# START OF Input rows

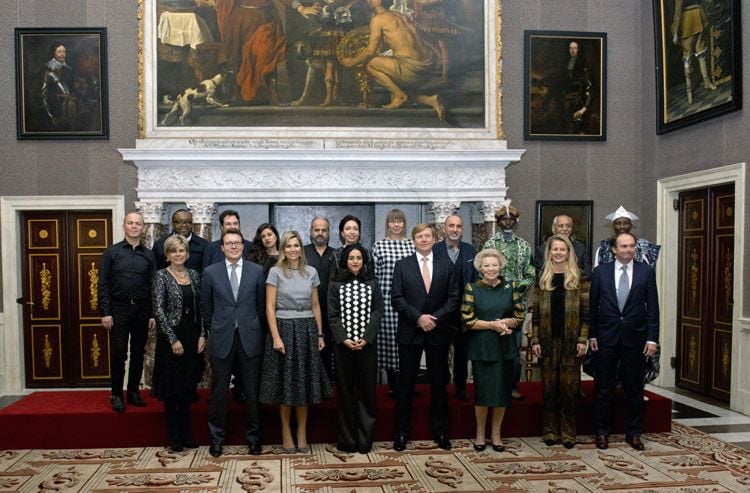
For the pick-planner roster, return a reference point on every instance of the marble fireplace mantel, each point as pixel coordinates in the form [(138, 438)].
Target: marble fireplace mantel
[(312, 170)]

# END OF Input rows
# START OF Input rows

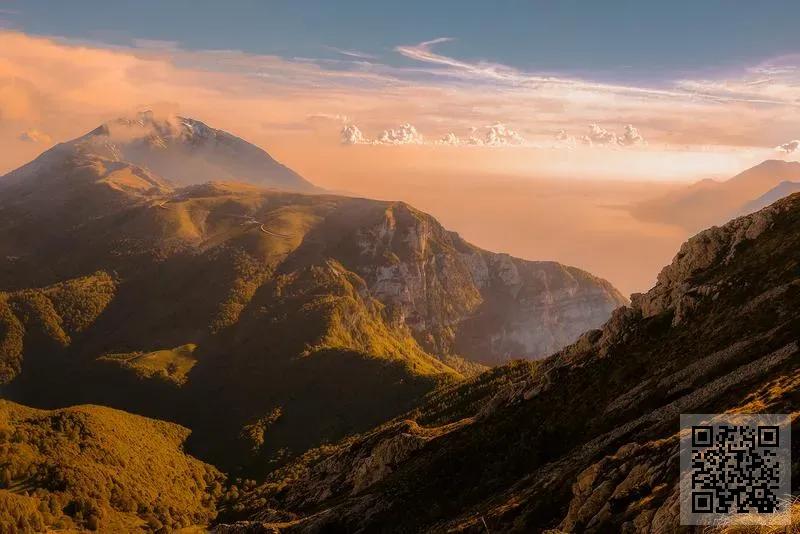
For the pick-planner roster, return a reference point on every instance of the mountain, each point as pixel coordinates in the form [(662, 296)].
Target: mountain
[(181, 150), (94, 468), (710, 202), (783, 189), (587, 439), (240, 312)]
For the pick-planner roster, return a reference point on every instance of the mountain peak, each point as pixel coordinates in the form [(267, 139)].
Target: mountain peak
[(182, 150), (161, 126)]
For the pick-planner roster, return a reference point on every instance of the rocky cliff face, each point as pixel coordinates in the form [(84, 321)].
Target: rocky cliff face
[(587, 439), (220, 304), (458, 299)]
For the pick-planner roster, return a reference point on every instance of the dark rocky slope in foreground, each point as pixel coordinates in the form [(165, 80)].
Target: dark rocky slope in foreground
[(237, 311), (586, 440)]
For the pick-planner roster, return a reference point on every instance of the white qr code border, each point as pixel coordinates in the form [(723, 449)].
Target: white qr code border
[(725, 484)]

# END OF Input rows
# START OF Input rows

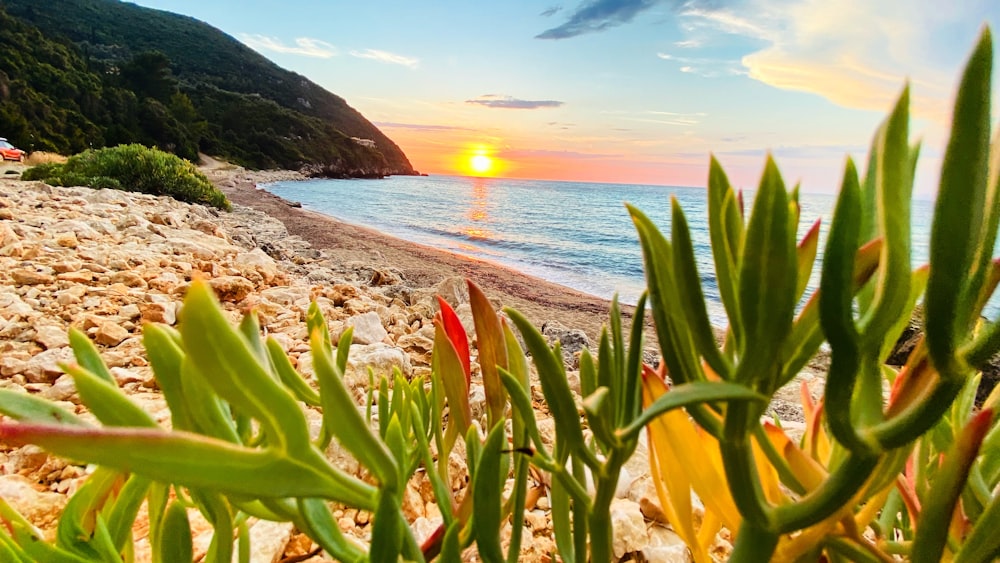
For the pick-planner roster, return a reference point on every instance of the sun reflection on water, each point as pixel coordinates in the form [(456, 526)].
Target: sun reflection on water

# END OF Input rows

[What you have to do] Copy out in full every line of the listing above that contains the string "mantel", matching case exactly.

[Task answer]
For the pick-planner roster, return a reference point on every instance of the marble fireplace mantel, each point as pixel coordinates in the form [(138, 438)].
Target: marble fireplace mantel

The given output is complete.